(Data to examine):
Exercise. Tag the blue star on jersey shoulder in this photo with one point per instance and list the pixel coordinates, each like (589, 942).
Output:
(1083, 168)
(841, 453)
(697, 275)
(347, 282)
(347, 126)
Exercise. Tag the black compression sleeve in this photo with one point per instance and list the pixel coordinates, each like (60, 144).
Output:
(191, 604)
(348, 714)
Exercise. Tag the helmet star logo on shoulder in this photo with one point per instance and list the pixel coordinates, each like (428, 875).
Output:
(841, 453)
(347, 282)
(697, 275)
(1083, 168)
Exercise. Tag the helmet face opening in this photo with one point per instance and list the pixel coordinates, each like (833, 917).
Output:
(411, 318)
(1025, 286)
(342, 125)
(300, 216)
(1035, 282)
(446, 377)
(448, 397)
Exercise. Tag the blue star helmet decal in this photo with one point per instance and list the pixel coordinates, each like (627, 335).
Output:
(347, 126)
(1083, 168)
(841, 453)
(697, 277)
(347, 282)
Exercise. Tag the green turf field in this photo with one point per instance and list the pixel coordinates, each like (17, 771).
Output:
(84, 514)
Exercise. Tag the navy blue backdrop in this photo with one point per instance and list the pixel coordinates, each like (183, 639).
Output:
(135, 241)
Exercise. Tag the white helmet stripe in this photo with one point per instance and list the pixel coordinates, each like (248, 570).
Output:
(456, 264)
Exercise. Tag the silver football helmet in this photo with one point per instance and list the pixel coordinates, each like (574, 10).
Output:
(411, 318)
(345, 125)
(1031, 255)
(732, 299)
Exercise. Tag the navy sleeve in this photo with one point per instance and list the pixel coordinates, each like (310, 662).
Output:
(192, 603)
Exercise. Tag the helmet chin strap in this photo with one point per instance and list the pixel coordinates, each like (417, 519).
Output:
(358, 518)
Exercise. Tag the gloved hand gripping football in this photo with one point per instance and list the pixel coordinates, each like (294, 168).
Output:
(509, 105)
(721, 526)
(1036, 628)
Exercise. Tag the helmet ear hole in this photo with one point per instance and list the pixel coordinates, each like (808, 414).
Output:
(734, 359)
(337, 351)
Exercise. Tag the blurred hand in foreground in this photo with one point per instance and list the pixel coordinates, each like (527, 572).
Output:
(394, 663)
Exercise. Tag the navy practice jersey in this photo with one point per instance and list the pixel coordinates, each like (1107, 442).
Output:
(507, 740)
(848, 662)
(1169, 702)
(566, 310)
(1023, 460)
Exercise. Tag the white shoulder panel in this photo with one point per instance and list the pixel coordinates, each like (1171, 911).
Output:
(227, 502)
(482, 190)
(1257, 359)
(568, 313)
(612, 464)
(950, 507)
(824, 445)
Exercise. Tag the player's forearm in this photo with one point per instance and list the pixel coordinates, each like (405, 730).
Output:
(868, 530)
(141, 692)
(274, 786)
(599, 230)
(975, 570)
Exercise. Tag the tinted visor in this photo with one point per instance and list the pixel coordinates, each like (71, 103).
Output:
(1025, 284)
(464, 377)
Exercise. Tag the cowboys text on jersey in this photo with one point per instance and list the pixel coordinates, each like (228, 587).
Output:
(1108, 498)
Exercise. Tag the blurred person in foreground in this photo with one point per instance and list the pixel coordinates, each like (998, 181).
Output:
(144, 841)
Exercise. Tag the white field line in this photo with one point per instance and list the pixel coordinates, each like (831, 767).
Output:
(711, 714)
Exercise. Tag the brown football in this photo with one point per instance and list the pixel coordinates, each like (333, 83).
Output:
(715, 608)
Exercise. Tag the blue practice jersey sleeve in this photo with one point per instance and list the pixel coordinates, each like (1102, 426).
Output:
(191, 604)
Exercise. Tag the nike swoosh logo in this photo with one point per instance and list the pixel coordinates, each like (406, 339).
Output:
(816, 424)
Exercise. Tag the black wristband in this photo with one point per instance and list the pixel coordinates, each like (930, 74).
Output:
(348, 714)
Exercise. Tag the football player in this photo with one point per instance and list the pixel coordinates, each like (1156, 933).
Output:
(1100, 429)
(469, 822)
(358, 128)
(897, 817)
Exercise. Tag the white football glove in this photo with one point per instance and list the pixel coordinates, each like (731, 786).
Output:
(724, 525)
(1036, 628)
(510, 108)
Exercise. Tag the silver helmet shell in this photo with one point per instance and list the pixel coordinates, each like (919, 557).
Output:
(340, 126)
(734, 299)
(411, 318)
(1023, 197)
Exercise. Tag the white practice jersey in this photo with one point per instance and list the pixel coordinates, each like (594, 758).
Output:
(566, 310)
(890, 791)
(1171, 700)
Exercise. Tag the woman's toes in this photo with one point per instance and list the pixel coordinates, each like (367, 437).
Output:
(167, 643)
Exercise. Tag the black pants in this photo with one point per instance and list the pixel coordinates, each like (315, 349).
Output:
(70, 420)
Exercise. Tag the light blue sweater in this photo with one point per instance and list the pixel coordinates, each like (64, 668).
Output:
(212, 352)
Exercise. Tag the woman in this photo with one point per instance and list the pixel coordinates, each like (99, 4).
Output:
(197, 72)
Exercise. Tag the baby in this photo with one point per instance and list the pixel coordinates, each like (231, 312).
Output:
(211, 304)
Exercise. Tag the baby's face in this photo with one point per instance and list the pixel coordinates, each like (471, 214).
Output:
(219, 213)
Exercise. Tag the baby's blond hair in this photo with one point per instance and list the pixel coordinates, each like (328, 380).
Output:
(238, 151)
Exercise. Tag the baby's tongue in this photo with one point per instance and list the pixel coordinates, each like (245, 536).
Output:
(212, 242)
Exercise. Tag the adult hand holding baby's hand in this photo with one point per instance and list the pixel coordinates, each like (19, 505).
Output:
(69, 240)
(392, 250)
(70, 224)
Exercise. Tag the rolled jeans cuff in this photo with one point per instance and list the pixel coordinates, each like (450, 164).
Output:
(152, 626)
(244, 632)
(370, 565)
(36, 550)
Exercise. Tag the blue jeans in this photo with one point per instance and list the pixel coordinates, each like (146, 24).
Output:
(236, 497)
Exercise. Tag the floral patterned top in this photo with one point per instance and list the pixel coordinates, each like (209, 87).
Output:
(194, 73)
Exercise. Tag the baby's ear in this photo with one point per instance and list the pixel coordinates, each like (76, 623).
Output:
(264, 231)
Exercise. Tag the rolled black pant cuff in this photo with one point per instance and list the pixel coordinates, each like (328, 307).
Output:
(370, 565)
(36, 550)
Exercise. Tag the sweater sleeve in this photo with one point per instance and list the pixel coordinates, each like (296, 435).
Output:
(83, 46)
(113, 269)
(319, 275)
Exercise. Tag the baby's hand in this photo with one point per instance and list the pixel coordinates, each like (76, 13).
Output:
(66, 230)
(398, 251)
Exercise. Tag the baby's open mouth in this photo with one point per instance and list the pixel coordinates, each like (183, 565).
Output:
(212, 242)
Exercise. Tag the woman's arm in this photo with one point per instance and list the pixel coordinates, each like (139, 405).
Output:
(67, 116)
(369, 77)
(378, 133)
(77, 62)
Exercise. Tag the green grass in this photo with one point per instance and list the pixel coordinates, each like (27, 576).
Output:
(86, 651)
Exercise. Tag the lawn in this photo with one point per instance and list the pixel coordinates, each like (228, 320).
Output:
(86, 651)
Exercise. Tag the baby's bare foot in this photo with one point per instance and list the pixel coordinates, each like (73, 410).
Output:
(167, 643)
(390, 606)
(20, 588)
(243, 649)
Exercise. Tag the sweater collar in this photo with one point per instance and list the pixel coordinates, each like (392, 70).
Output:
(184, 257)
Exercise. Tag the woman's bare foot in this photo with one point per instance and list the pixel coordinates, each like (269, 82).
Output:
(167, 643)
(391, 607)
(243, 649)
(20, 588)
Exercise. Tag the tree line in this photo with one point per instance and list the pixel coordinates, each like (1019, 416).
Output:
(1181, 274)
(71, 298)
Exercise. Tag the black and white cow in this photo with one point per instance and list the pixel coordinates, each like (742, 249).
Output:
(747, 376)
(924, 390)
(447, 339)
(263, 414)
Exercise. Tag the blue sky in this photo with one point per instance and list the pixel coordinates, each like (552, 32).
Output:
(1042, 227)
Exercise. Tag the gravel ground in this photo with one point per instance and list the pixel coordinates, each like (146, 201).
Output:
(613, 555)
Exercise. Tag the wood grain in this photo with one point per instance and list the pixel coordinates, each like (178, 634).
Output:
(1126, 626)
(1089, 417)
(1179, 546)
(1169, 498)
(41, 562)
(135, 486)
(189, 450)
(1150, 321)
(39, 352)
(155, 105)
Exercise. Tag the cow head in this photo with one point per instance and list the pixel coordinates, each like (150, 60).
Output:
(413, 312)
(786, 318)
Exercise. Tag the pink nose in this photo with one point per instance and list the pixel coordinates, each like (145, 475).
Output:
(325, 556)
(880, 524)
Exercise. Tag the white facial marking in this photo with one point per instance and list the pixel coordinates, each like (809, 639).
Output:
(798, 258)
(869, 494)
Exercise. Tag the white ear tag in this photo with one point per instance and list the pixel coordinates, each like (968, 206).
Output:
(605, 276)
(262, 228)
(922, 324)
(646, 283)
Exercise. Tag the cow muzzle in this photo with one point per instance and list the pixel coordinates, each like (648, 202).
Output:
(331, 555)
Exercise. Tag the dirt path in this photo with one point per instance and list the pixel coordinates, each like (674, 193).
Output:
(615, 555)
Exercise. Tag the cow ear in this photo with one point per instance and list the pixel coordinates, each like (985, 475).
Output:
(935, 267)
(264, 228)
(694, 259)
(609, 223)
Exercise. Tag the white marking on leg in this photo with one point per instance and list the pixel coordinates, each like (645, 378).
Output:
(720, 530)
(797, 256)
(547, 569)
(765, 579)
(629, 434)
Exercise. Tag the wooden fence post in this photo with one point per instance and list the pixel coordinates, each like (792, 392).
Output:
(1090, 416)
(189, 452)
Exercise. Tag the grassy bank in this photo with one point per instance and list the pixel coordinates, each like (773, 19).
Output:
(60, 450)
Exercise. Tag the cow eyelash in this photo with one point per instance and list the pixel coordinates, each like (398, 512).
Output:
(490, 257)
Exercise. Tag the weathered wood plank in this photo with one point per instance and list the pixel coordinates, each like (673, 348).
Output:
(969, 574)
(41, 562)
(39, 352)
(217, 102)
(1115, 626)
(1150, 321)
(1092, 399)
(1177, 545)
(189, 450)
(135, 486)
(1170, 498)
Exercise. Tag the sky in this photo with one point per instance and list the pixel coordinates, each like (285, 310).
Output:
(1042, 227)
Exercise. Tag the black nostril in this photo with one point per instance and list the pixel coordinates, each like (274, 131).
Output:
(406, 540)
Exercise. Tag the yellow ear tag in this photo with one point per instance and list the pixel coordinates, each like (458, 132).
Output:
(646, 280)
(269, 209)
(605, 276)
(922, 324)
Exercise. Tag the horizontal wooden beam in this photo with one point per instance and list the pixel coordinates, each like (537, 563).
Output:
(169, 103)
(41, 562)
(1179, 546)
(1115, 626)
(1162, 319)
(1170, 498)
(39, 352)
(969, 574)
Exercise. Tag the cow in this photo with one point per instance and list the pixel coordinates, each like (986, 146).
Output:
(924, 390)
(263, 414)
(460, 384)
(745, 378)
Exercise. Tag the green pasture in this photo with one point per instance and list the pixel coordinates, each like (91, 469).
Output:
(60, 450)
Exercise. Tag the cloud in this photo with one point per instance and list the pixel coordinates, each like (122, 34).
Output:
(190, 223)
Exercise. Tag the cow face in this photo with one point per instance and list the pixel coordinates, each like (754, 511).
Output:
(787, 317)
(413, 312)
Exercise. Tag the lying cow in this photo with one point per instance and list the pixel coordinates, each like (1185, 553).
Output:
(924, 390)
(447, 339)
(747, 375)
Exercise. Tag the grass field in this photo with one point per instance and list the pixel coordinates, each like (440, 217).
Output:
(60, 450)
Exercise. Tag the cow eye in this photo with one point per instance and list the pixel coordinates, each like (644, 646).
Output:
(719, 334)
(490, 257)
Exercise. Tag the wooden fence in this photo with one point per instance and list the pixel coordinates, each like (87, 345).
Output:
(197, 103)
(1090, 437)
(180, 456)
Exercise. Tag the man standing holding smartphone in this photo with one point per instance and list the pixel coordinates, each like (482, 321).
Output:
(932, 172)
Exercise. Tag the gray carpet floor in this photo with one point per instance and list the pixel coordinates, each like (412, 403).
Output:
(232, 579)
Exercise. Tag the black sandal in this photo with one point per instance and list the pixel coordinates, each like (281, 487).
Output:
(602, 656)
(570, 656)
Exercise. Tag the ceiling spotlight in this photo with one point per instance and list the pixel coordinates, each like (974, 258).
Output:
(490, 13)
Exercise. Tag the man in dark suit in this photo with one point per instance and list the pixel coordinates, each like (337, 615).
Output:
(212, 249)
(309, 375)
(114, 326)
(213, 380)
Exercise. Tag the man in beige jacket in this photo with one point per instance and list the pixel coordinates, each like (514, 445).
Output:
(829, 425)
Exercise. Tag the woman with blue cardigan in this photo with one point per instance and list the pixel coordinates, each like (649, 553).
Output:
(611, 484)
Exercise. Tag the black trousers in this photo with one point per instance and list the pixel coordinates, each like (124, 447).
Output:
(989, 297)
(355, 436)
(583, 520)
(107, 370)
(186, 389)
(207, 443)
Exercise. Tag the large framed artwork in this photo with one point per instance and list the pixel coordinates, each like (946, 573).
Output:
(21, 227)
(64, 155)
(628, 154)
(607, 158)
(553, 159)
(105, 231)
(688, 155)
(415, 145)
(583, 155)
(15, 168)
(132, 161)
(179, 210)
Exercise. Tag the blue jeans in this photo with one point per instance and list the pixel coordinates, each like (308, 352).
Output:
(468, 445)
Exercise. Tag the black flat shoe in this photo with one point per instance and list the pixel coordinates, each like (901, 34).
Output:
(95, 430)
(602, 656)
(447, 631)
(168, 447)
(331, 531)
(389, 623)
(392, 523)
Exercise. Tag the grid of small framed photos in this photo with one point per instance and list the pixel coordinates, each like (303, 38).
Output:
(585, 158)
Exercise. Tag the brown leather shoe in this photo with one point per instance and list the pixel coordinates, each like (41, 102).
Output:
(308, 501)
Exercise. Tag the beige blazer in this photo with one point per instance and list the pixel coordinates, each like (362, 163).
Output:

(Task objective): Once you have found every line in the listing that holds the string "sleeve", copy each of them.

(Result for this exercise):
Exercise. Tag the black compression sleeve in this photo with one point per instance and list the pixel coordinates, each like (60, 144).
Exercise. Tag the navy sleeve in this photo with one point per instance and list the pixel coordinates, each like (310, 662).
Exercise. Tag the blue practice jersey sleeve in this photo with one point per instance and list the pixel coordinates, each like (1102, 426).
Exercise. Tag the sweater sleeve in this photo with one point per instance and list the pixel coordinates, each like (296, 435).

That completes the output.